CONSIGNE A:
Dites si chaque affirmation ci-dessous concorde avec le texte sur le parcours académique, en répondant par oui ou non et en citant mot pour mot le passage qui tranche. (i) Le texte mentionne une licence de mathématiques et une licence d'informatique. (ii) Selon le texte, l'analyse était la partie la plus amusante des maths. (iii) D'après le texte, l'intérêt de Scheme en première année à Paris 6 était évident.
CONSIGNE B:
Reprenez le texte sur le parcours académique juste après sa dernière phrase.

EXTRAIT FOURNI:
--- --- ---
Questionnement sur mon parcours académique

Je viens de récupérer ma 10ème carte d'étudiant. Arthur Milchior, étudiant depuis 2006. J'ai fréquenté un peu: les Université Paris 6, 7, 12 et 13, de Montréal et du Massachusetts à Amhersts, ainsi que l'École normale supérieure. J'ai une licence de math, une d'informatique, un master d'info et j'en suis à ma 4ème année de doctorat en info.

10ème année avec le statut d'étudiant, je ne sais pas si ça se fête. En tout cas, un chiffre rond[1], ça donne l'occasion de se poser des questions sur le parcours universitaire.

Note

[1] dans la base canonique

Je m'interroge pas trop sur la partie d'étudiant au sens traditionnel. Je vais pas me demander à quoi servent les maths. C'était marrant à étudier. À part l'analyse. J'ai plutôt fait confiance aux profs pour la pertinence du choix de cours. Bon, pas tout le temps, par exemple à Paris 6, en première année, je n'ai absolument pas compris l'intérêt de Scheme, et le 1er truc que je me souvient avoir voulu faire, c'était coder une boucle for. Ce qui montre que j'avais intuitivement compris, puisque la puissance de scheme est justement qu'on peut y coder les notions de programmations qu'on veut ! Malheureusement, avec la version Dr Scheme pour l'enseignement, je n'avais pas assez de notion pour réussir créer des vrais macro et avoir un truc propre.
--- --- ---
DONNÉES FOURNIES:
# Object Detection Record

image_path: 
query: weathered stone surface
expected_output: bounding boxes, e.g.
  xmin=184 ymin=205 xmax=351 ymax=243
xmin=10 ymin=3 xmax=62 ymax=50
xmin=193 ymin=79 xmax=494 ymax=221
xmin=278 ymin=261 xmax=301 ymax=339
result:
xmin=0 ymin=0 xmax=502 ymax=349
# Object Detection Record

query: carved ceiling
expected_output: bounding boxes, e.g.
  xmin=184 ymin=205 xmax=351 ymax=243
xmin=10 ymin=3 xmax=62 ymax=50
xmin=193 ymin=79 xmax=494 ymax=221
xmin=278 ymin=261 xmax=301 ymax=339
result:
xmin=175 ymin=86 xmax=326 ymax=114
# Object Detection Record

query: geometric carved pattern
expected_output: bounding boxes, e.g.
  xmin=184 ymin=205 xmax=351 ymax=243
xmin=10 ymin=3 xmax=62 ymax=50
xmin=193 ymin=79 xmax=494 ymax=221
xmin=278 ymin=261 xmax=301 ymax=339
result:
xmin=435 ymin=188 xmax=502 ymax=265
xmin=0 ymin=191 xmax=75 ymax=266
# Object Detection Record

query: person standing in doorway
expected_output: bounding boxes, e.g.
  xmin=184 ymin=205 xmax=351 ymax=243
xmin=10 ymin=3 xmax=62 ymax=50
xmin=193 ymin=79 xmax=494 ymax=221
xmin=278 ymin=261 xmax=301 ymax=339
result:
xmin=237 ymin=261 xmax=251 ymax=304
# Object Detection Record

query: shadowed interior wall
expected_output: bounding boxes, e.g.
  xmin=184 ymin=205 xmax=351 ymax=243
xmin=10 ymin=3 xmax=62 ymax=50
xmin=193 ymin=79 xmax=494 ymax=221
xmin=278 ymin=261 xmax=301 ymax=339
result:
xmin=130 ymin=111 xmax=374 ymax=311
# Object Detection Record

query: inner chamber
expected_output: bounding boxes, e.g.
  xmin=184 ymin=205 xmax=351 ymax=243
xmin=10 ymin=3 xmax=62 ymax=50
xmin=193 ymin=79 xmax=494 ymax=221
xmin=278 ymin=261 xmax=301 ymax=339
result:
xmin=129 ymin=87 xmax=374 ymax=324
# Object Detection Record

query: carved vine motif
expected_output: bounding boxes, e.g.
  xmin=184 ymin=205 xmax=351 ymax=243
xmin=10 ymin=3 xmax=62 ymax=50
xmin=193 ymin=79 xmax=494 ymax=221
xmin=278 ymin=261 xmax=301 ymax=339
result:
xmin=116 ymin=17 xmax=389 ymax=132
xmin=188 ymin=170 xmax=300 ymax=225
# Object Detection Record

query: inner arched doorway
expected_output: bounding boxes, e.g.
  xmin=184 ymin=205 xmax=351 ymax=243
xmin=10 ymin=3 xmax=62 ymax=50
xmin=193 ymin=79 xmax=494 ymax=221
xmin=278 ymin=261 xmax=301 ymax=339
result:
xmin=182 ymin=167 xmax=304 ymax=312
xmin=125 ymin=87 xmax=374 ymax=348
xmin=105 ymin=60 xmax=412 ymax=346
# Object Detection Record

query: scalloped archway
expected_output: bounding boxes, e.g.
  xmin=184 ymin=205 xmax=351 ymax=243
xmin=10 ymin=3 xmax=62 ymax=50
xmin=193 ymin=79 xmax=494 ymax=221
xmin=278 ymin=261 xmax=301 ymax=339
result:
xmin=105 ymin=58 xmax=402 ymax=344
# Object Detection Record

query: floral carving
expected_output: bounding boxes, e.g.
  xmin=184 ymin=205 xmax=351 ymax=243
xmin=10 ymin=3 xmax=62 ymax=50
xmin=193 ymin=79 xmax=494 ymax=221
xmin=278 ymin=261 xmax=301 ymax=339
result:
--- --- ---
RÉPONSE ATTENDUE A:
(i) Oui : « J'ai une licence de math, une d'informatique ».
(ii) Non : « C'était marrant à étudier. À part l'analyse. »
(iii) Non : « je n'ai absolument pas compris l'intérêt de Scheme ».

RÉPONSE ATTENDUE B:
L'explication que j'avais entendu est que certains venaient en ayant déjà appris à coder de leur côté, mais jamais en LISP, donc on nous remettait tous à égalité. Je ne suis pas convaincu, j'avais appris à programmer au collège en javascript, et je ne crois pas une seconde que ça soit un hasard que ma moyenne ait été de 99/100. Et comme en général, la plupart des très bons programmeurs que je connais ont appris par eux même, adolescent, ça me fait donc demander si mon boulot d'enseignant n'arrive pas en retard. Et surtout si dans l'absolu, mon boulot est utile puisque ceux qui sont bons se sont débrouiller sans l'aide de ceux qui font le même boulot que moi[1].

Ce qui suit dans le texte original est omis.